**** DATA TO USE

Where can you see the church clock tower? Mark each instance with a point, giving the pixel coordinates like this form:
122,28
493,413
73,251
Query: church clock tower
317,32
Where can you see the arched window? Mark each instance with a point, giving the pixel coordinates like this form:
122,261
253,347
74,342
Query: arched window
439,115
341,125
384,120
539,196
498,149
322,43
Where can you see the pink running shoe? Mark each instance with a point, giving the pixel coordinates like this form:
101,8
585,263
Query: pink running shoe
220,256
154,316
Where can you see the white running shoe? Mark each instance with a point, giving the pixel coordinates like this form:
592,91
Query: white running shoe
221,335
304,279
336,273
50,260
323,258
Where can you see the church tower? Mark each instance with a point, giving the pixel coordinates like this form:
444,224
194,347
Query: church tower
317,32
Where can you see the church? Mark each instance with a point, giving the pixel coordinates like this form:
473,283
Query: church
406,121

********
**** DATA TO USE

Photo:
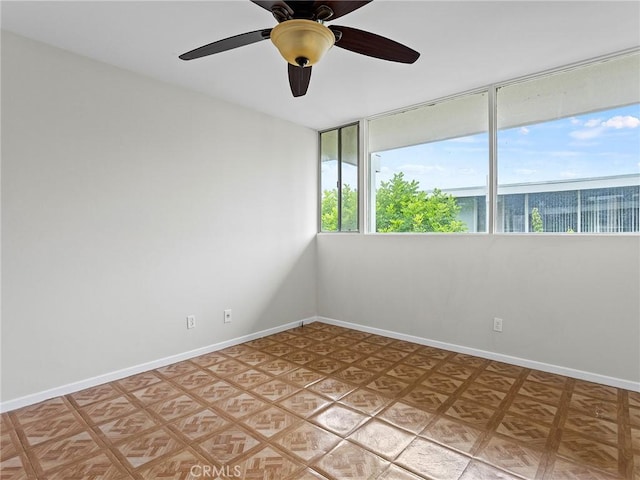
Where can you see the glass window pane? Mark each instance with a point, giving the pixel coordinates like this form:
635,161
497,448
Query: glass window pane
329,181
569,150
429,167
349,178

********
**** DATA TO USE

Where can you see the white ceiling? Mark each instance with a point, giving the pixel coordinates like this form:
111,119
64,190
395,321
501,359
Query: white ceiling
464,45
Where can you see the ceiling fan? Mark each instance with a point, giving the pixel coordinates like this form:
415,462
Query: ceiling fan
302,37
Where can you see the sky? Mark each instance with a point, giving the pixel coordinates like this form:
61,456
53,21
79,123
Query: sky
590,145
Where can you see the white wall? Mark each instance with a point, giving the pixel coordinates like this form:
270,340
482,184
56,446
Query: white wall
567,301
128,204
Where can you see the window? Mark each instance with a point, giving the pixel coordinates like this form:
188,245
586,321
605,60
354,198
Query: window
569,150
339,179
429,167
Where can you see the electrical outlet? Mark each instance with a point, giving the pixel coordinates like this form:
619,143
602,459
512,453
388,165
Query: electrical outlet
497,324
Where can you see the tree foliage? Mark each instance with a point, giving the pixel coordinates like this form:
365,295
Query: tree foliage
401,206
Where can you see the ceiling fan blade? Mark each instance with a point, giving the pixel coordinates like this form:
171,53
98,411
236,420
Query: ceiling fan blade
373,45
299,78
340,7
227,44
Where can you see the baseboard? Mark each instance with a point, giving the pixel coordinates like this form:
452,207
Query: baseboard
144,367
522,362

********

> [WHAT THE TASK ASKS] Which lines in the items above contain the word "shoe"? Extract each of them in full.

> [ANSWER TO THIS PROBLEM]
Where can you see the pink running shoe? Mark each instance with a point, giving the pixel coordinates like this form:
Query: pink running shoe
Where can you see the white running shoe? Mark each instance with a point, giving the pixel coordinates like this form:
Query: white running shoe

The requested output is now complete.